Source:
=======
Lenz’s law states that the direction of an induced electromotive force (e.m.f) is always that it tends to set a current opposing the motion or the change of the flux responsible for inducing the e.m.f
Faraday’s law: First law states that whenever there is a change in the magnetic inclines in a circuit, there will always be an induced e.m.f in the circuit or whenever a conductor acts on magnetic flux or it’s cut by a magnetic flux, an e.mf is induced in that conductor.
Second law states that the magnitude of the induced e.m.f is directly proportional to the rate of change in magnetic flux( or magnetic lines) linking to the circuit.

State three (3) factors in which the force on a current carrying conductor in a magnetic field depends
I. Strength of magnetic field
II. Strength of electric conductor
III. Length of conductor

## With the aid of suitable diagram, describe the magnetic field around a solenoid

Solenoid Is the number of a turns of wire wound in the same direction. All the turns in a solenoid are in the same direction so that they can assist one another passing a magnetic field. For instance if a rod of iron is inserted inside the solenoid, only the magnetic field becomes intensified.
=======
Recorded information:
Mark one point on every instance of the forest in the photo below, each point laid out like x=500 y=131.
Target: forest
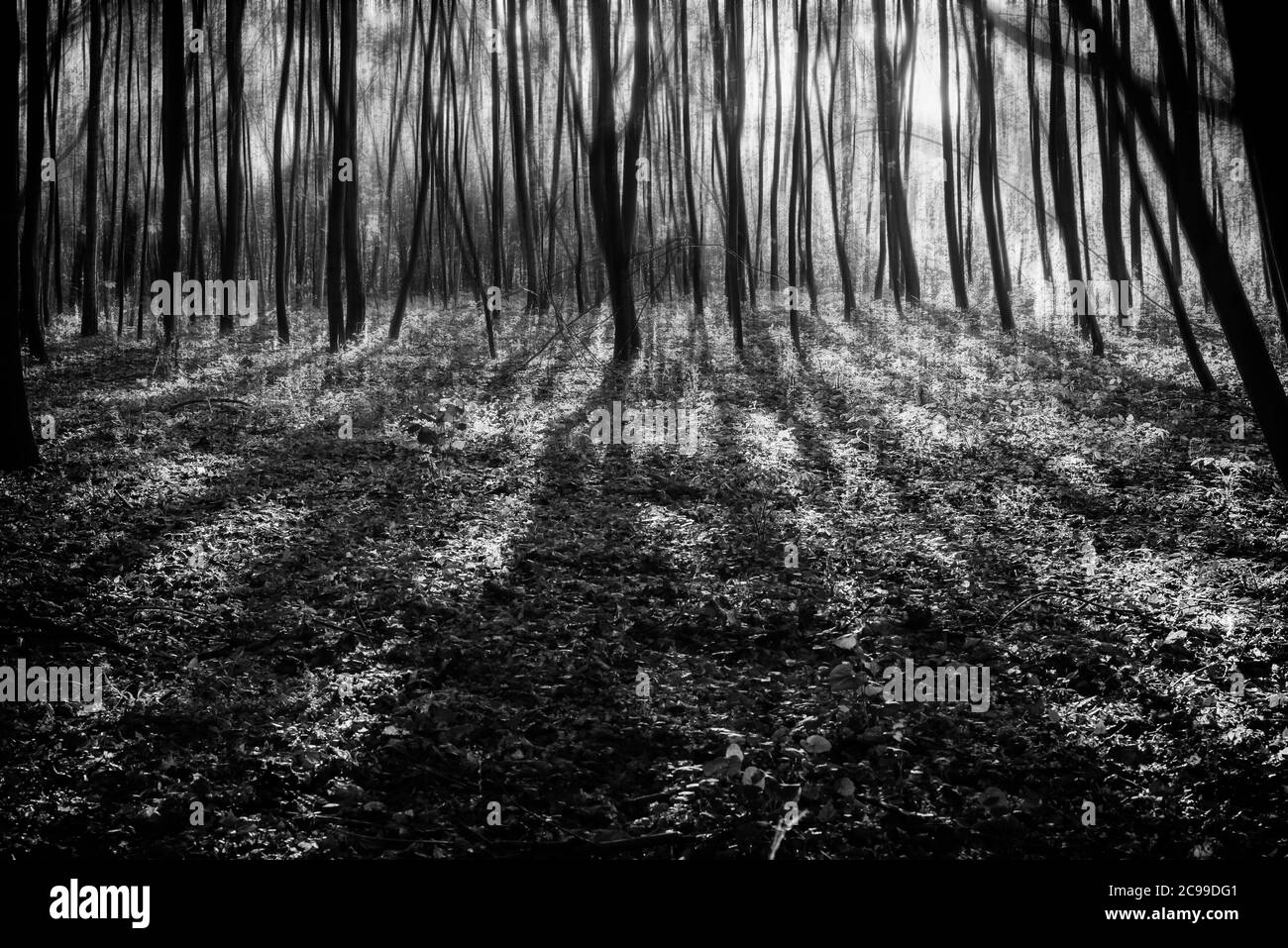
x=648 y=429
=======
Challenge:
In the electromagnetic induction notes, what does Faraday's second law say the magnitude of the induced e.m.f. is directly proportional to?

Exercise solution:
The rate of change in magnetic flux linking the circuit.